■ Problem ■
Display every line of the data below that contains the string "position", copying each line in full. Treat the match as case-sensitive.

■ Provided entries ■
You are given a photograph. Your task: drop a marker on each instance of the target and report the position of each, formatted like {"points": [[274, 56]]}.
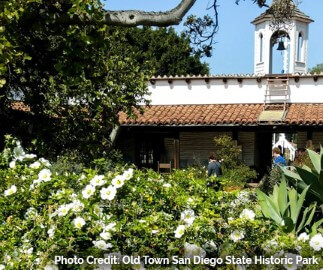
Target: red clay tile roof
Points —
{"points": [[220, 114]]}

---

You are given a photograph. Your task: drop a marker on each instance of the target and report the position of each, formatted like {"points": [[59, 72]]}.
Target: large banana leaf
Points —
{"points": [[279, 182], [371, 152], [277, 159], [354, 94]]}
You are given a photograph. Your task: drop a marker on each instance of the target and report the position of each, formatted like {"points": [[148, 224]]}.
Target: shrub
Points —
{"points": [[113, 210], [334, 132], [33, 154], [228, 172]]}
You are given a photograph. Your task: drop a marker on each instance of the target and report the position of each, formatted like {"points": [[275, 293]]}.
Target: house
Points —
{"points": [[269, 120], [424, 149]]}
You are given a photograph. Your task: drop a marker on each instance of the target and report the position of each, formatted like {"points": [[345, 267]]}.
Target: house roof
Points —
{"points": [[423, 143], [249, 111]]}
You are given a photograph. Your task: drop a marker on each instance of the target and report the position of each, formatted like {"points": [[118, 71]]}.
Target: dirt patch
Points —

--

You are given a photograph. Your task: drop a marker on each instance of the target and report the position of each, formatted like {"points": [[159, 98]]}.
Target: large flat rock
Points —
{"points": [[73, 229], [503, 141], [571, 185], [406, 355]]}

■ Task solution ■
You are given a photograph. Your task: drop a marker on each instance of the target and report the position of each, formatted like {"points": [[274, 56]]}.
You are given a photograph. Your task: drop a marker on each instance of the target and report the position of each, formatted like {"points": [[59, 72]]}.
You are given a photograph. Your task: drop a marker on each instance of the target and report the position of each, formatted like {"points": [[148, 224]]}.
You are given a photograph. Your task: drop a marker on each instance of the target and report the position of each, formatted like {"points": [[275, 293]]}.
You are given a photograph. Your task: drop a marker on each instance of the target and report the position of each, formatted like {"points": [[345, 267]]}.
You are given a photograph. Your task: drop a marker on each instance of the target and report the position of each, formatted like {"points": [[118, 71]]}.
You are given a photograph. Your task: drop a marker on each instance of the target and report the position of each, formatted like {"points": [[159, 98]]}.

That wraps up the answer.